● WRITTEN PROBLEM A
Duplicate the passage of the 5k post below that opens with the words containing "Well dudes, if" and closes with "What to do?!".

Well dudes, if they are giving out medals for procrastination and going really slow than I’m a sure thing! All day I’ve been thinking things that cause me to suddenly panic, run to the computer, and google things like , “5k time limit” and “slowest 5k ever”.  Trying to decide if I can take the humiliation of being last, of finishing after every one has given up hope and gone home. What would be worse, completing the slowest 5k ever in shame or not showing up at all and wallowing in my own self pity privately?  I mean it’s not like there will never be another 5k, but there won’t be another one before my Birthday. What to do?!

My faded workout clothes and ‘wrong’ shoes are sitting out all ready to go. We’ve been through a lot of sweaty workouts and injuries and overall had a pretty good time since I ‘started’ in May. I keep thinking of this motivational saying from the YMCA, “If you’re tired of starting over, stop quitting”.

● Collection entries
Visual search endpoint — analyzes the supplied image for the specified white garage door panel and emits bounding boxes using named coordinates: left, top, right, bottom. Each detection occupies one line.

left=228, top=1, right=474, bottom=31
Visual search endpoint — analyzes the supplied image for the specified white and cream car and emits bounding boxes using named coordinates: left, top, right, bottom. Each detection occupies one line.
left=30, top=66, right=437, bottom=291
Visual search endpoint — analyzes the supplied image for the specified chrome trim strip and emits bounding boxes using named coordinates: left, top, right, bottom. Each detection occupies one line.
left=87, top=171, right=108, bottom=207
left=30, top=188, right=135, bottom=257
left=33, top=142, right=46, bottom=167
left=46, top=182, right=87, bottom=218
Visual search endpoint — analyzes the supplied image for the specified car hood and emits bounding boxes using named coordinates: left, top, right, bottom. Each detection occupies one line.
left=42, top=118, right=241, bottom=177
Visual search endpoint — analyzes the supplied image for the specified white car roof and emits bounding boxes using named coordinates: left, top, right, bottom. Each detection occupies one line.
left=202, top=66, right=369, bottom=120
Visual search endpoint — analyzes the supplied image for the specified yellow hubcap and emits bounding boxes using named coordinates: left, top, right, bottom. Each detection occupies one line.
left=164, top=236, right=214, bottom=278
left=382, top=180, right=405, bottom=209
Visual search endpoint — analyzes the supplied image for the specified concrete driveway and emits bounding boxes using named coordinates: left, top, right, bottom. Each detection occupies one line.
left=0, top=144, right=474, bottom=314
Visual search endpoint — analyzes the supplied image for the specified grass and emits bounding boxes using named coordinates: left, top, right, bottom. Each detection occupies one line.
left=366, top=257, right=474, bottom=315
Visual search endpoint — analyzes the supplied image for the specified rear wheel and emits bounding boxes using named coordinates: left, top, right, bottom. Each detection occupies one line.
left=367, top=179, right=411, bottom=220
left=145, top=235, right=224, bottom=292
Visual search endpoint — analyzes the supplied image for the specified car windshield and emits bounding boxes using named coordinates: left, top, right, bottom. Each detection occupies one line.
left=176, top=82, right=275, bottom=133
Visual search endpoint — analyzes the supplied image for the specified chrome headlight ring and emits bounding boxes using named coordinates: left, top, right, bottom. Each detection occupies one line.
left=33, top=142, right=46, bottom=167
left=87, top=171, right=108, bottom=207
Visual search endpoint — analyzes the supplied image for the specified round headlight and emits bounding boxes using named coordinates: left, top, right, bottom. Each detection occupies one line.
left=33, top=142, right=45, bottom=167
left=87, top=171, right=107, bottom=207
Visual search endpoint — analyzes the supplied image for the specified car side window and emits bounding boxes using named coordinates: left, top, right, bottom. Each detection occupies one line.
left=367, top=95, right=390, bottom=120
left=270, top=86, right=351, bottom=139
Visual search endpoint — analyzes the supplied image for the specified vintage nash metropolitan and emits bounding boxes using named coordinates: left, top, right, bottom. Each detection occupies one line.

● WRITTEN PROBLEM B
Set down, word for word, the lines in the records above from the line containing "the specified rear" through the line containing "left=145, top=235, right=224, bottom=292", including both of those lines.

● EXPECTED ANSWER A
Well dudes, if they are giving out medals for procrastination and going really slow than I’m a sure thing! All day I’ve been thinking things that cause me to suddenly panic, run to the computer, and google things like , “5k time limit” and “slowest 5k ever”.  Trying to decide if I can take the humiliation of being last, of finishing after every one has given up hope and gone home. What would be worse, completing the slowest 5k ever in shame or not showing up at all and wallowing in my own self pity privately?  I mean it’s not like there will never be another 5k, but there won’t be another one before my Birthday. What to do?!

● EXPECTED ANSWER B
Visual search endpoint — analyzes the supplied image for the specified rear wheel and emits bounding boxes using named coordinates: left, top, right, bottom. Each detection occupies one line.
left=367, top=179, right=411, bottom=220
left=145, top=235, right=224, bottom=292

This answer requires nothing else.